About this task: The response must consist of every line of the listing, reproduced verbatim.

▶

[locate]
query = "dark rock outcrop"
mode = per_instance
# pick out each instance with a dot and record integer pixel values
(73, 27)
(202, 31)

◀

Answer space:
[locate]
query = "dark rock outcrop"
mode = per_instance
# pick out each instance with a dot and record integer pixel values
(73, 27)
(202, 31)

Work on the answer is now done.